* **TO DO**:
For the items starting at the line that contains "Given the microscopy image above, identify the street" and ending at the line that contains "[214,135,239,167]", can you write out every line again, requests included, with each coordinate in the answers raised by 150?

* **ITEMS**:
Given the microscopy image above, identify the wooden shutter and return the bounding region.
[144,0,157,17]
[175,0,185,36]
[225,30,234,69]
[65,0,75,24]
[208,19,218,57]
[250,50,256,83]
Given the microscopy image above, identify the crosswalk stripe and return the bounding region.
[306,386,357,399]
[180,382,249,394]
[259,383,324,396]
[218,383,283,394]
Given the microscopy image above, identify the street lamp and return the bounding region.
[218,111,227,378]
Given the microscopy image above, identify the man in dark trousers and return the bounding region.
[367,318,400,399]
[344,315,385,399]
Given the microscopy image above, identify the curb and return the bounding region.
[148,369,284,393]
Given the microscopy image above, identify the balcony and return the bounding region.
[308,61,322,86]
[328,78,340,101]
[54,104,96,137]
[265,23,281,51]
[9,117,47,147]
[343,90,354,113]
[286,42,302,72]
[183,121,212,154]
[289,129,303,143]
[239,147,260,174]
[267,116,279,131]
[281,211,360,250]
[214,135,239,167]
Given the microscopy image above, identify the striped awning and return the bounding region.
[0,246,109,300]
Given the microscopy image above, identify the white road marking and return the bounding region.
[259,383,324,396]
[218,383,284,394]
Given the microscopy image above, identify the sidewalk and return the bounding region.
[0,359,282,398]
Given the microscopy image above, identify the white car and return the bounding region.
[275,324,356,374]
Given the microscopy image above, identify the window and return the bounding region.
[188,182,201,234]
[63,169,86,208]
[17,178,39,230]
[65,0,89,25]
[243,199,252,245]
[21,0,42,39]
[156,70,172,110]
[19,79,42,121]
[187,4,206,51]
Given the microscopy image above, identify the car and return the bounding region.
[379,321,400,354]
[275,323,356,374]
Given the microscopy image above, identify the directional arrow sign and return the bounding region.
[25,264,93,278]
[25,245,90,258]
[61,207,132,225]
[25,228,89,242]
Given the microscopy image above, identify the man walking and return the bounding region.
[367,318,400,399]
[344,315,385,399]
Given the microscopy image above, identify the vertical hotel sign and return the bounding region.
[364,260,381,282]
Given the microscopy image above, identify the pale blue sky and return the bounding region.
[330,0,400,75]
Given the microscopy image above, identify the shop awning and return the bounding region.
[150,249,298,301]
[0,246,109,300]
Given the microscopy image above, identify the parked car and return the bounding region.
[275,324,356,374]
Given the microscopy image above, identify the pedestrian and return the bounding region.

* **FINISHED TASK**:
Given the microscopy image above, identify the street lamp and return the bounding region.
[368,261,377,528]
Given the microscopy image above, identify the man in dark trousers and return the bounding region.
[517,468,550,549]
[494,465,535,549]
Given the microscopy image above, identify the curb and return the bounding region.
[298,519,434,543]
Given the microscopy image above, identify the balcony and return the bounding region.
[458,211,472,236]
[478,228,490,251]
[204,254,246,287]
[415,173,431,201]
[159,267,197,297]
[493,240,504,263]
[436,192,452,222]
[333,271,362,304]
[439,279,453,293]
[389,297,410,324]
[417,266,429,281]
[431,361,510,400]
[364,285,389,317]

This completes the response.